■ AIM OF THE TASK ■
Format every line of the listing below as a JSON list of strings, one string per line, with blank lines dropped. Leave the pictures out.
· · ·
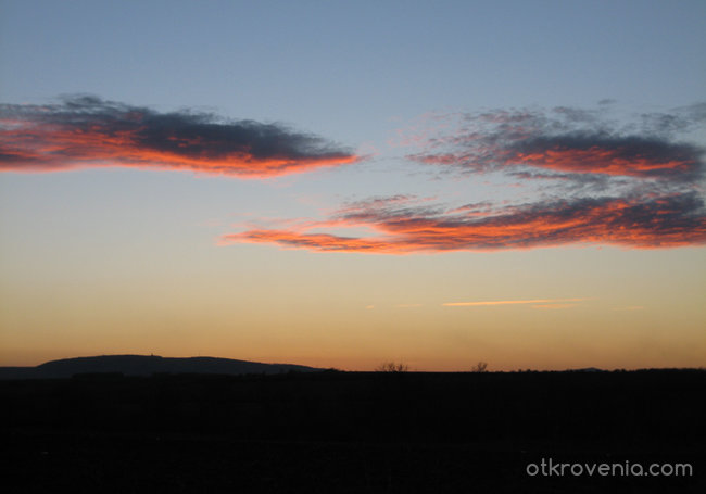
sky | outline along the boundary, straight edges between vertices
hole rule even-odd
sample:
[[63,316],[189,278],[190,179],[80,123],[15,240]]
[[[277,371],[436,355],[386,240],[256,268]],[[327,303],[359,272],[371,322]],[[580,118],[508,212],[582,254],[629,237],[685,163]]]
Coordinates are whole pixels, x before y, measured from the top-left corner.
[[0,0],[0,365],[706,365],[703,1]]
· · ·
■ OUTPUT BELOW ■
[
  "sky | outline along the boundary, straight edges between vertices",
  "hole rule even-odd",
  "sample:",
  "[[63,316],[189,278],[190,179],[80,123],[15,240]]",
  "[[[277,371],[436,355],[386,240],[256,268]],[[327,303],[359,272],[371,322]],[[580,118],[508,212],[582,254],[629,237],[685,163]]]",
  "Coordinates are whole pixels, x before y, measured from the top-left corner.",
  "[[0,0],[0,365],[706,365],[703,1]]"
]